→ TEXT SEGMENT
===============

Passing the House just earlier this week, Idaho House Bill 752 would make it a crime for any transgender person to knowingly and willfully enter the public bathroom that aligns with their gender identity.
Debated for nearly two hours in the Idaho House Judiciary, Rules, and Administration Committee on Monday, the republican Representative Cornell Rasor sponsored bill was approved by house republicans in a 54-15 vote. “This is a simple bill about using the bathroom of your biology,” Rasor states. “It extends these biological sex protections, and it upholds a multigeneration understanding of protecting women and girls.” The bill now heads to the Idaho state senate under republican control, 29-6, for further consideration.
The House-passed Bill would apply to all government buildings and public spaces, including but not limited to gas station rest stops, libraries, restaurants, hospitals, city centers, parks, and other businesses. “Any person who knowingly and willfully enters a restroom or changing room in a government-owned building or place of public accommodation,” The bill declares, “ That is designed for use by the opposite biological sex of such person shall be guilty of a misdemeanor and may be imprisoned.”

===============

→ ACTIVITY
Copy everything from "Passing the House" down to "for further consideration." in the article on Idaho House Bill 752, swapping each "bathroom" for "restroom".

===============

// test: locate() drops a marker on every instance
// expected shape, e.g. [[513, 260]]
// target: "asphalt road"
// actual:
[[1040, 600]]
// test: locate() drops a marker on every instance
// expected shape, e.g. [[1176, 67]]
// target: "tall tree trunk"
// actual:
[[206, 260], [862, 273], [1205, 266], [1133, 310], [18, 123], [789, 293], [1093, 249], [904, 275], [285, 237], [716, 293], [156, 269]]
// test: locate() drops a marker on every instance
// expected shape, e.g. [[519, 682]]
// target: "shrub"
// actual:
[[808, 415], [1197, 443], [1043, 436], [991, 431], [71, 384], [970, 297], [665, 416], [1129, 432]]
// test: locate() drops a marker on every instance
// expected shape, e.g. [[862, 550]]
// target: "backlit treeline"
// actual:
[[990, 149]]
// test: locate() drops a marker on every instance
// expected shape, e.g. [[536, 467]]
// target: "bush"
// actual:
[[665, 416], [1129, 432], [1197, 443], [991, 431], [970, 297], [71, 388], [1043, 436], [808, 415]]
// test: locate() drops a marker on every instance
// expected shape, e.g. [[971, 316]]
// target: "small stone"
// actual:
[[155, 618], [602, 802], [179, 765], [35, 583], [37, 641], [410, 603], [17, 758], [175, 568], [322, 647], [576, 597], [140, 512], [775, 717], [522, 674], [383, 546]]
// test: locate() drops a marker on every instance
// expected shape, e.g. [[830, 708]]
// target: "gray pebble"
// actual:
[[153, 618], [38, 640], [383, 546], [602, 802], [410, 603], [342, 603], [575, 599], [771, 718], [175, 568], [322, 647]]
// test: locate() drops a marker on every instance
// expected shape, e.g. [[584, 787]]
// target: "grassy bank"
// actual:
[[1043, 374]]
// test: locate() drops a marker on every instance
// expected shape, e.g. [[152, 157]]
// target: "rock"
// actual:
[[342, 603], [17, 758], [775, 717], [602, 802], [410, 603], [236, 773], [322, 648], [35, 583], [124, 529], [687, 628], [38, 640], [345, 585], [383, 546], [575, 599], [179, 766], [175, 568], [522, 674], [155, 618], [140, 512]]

===============

→ ANSWER SECTION
Passing the House just earlier this week, Idaho House Bill 752 would make it a crime for any transgender person to knowingly and willfully enter the public restroom that aligns with their gender identity.
Debated for nearly two hours in the Idaho House Judiciary, Rules, and Administration Committee on Monday, the republican Representative Cornell Rasor sponsored bill was approved by house republicans in a 54-15 vote. “This is a simple bill about using the restroom of your biology,” Rasor states. “It extends these biological sex protections, and it upholds a multigeneration understanding of protecting women and girls.” The bill now heads to the Idaho state senate under republican control, 29-6, for further consideration.